Your objective —
Your task is to filter the entries and copy every line containing the string "cushion".
==========
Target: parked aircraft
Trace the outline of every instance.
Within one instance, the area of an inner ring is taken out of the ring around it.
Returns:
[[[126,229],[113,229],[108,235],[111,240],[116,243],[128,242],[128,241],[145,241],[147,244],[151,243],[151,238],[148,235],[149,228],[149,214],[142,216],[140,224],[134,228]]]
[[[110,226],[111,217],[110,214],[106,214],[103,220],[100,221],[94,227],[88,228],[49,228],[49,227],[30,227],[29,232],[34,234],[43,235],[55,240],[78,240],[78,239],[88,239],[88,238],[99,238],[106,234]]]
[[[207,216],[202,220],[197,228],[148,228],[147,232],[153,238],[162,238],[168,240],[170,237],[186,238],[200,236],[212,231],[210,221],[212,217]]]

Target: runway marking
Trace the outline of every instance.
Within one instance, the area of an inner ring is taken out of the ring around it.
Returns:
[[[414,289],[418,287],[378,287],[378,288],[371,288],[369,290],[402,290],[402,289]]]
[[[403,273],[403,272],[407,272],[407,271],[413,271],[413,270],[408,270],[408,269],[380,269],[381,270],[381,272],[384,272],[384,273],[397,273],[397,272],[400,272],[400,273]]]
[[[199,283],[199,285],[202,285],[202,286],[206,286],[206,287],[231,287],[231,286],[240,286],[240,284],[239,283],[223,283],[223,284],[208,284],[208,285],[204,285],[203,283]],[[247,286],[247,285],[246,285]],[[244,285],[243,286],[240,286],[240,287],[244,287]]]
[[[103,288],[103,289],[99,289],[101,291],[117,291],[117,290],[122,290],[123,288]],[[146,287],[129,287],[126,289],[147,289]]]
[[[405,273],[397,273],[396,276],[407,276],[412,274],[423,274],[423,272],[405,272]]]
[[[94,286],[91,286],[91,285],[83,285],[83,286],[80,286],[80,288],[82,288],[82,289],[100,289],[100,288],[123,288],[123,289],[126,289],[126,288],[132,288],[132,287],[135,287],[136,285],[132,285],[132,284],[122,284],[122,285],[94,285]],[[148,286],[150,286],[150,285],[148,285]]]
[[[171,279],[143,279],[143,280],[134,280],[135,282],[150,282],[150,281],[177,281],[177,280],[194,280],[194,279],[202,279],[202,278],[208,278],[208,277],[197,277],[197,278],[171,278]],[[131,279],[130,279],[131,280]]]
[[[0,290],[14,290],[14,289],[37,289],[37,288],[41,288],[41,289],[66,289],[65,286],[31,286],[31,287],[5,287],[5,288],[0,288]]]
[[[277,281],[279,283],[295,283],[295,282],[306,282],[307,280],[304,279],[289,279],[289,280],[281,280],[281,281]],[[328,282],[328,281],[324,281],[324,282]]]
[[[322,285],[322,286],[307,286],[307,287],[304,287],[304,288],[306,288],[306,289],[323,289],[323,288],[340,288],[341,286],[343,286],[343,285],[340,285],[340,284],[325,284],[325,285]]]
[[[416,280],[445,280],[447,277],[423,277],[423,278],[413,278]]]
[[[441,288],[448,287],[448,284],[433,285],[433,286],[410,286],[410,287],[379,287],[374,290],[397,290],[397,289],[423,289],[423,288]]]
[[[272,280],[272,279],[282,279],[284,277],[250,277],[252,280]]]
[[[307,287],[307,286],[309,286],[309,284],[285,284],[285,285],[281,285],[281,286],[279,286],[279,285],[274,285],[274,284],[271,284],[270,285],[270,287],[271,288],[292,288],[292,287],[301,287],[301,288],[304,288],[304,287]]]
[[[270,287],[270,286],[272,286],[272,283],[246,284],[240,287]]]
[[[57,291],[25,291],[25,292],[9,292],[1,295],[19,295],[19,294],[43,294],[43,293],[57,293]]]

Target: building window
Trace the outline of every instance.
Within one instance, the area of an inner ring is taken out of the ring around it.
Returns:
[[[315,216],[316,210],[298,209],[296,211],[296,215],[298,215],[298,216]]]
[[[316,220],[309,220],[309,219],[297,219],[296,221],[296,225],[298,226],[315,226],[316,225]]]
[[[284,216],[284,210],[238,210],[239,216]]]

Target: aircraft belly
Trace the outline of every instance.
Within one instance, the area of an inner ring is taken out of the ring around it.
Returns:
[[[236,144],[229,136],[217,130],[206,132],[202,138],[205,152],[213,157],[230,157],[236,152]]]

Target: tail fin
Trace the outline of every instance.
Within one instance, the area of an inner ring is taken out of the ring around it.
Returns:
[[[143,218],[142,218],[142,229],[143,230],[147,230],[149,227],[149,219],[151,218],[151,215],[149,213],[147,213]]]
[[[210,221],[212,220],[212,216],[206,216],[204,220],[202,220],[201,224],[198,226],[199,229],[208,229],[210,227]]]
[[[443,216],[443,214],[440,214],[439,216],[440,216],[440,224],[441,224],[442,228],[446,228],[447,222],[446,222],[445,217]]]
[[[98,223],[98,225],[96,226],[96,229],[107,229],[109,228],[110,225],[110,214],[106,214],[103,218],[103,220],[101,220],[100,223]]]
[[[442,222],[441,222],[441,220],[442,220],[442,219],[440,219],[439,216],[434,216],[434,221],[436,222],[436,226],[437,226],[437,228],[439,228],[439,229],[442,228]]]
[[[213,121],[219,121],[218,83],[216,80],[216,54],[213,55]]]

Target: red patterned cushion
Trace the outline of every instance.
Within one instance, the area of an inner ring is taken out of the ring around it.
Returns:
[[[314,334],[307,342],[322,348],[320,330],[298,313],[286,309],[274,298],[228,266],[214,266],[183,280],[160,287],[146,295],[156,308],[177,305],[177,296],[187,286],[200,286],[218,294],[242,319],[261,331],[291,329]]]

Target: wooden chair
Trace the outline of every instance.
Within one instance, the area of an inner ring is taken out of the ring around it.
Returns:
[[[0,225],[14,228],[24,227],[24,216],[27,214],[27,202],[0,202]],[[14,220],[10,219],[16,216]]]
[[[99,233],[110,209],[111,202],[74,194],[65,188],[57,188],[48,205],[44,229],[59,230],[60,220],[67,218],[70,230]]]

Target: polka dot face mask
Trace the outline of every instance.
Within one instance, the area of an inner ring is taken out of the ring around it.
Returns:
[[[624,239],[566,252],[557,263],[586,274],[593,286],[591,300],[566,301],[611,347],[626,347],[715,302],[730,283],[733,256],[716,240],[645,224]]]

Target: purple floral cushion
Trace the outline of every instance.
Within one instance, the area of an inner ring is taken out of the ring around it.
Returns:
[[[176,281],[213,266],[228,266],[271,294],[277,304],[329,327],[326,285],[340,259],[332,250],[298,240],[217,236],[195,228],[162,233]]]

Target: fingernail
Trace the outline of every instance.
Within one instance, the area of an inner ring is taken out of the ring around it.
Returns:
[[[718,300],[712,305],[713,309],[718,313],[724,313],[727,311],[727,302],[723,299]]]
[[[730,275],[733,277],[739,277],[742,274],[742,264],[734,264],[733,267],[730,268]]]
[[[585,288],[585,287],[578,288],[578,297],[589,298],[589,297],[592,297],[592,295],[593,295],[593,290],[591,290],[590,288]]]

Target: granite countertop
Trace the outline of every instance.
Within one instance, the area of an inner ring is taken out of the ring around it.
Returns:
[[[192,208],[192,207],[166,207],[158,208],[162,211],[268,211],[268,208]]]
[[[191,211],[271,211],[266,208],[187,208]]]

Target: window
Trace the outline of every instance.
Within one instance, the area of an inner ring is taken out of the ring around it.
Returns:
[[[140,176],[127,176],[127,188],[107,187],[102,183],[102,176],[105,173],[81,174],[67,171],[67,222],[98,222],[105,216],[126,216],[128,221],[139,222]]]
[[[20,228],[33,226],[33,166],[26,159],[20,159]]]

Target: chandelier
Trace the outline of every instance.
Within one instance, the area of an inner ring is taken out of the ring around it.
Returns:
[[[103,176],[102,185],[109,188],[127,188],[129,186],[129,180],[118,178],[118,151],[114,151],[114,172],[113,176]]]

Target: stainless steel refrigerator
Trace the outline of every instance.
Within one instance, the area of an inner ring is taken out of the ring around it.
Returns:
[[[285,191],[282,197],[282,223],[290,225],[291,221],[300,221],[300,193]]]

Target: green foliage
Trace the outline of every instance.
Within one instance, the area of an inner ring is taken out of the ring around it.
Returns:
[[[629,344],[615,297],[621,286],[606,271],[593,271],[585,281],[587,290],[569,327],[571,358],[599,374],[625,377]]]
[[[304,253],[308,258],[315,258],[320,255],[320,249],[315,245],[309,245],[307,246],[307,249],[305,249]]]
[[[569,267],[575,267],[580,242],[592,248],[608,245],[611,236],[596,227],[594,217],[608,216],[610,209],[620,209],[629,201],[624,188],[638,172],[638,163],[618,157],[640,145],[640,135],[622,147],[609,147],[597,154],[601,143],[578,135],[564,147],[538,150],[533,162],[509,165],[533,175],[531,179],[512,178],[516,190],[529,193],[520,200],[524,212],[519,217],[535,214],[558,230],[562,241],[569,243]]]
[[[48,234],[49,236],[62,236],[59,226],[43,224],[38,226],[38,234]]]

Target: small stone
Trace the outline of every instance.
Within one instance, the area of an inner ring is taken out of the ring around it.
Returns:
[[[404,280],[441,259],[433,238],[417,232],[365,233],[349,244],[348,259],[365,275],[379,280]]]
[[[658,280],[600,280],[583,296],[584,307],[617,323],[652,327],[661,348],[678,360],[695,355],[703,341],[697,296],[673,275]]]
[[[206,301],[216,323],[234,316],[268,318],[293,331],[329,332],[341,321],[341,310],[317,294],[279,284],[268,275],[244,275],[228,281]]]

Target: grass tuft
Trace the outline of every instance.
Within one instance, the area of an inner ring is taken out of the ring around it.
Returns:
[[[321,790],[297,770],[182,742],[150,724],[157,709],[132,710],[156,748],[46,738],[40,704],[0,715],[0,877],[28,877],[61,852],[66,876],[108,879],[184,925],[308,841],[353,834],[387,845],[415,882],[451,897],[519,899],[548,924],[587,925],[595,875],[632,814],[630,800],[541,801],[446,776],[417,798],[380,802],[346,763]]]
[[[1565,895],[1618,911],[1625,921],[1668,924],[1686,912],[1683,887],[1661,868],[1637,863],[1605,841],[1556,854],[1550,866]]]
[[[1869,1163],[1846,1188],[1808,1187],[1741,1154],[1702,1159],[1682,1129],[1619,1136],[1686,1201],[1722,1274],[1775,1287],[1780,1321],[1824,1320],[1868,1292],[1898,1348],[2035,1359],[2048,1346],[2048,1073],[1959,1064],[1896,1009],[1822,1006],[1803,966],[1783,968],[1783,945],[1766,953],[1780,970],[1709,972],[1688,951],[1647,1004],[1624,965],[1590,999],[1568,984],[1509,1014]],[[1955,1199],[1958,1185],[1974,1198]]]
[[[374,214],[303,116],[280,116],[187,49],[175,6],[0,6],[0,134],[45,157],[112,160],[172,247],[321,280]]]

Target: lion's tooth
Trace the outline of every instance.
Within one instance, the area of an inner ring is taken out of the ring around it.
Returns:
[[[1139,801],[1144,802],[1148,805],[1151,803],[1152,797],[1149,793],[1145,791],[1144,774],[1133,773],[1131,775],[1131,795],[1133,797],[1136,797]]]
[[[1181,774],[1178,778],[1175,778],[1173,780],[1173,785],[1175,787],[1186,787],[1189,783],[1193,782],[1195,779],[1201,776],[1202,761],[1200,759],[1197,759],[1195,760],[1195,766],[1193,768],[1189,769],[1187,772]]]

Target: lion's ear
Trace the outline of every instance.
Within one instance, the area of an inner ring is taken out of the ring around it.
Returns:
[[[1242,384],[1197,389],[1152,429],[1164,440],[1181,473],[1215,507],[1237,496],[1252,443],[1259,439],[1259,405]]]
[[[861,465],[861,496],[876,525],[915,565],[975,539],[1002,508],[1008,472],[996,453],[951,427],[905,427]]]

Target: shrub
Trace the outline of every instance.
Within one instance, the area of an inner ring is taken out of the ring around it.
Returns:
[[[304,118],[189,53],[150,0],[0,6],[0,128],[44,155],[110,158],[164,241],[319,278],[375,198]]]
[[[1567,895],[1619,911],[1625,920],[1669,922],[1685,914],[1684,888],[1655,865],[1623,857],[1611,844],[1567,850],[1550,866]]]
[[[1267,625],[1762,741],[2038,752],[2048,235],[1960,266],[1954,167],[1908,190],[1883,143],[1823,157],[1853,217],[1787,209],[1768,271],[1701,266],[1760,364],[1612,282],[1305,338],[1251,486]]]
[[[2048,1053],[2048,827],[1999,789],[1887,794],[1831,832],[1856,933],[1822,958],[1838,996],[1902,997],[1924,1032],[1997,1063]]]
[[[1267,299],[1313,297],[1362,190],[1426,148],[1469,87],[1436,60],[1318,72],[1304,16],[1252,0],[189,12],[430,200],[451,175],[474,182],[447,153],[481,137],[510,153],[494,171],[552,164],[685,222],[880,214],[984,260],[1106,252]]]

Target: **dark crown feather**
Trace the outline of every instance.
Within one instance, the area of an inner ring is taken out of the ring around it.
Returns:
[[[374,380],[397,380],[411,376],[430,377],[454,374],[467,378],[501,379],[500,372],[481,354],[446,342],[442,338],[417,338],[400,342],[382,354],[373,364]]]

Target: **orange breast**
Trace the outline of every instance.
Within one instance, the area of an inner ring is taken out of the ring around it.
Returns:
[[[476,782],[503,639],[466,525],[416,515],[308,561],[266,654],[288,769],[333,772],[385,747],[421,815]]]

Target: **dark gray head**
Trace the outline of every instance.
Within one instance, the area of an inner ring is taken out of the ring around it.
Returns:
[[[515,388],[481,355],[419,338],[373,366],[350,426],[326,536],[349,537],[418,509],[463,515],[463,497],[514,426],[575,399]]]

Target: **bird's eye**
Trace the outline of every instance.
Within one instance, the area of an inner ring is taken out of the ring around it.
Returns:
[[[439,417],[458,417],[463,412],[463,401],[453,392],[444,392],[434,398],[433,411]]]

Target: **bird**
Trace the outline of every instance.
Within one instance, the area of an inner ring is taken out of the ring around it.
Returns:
==========
Written solution —
Target: red patterned cushion
Target: purple floral cushion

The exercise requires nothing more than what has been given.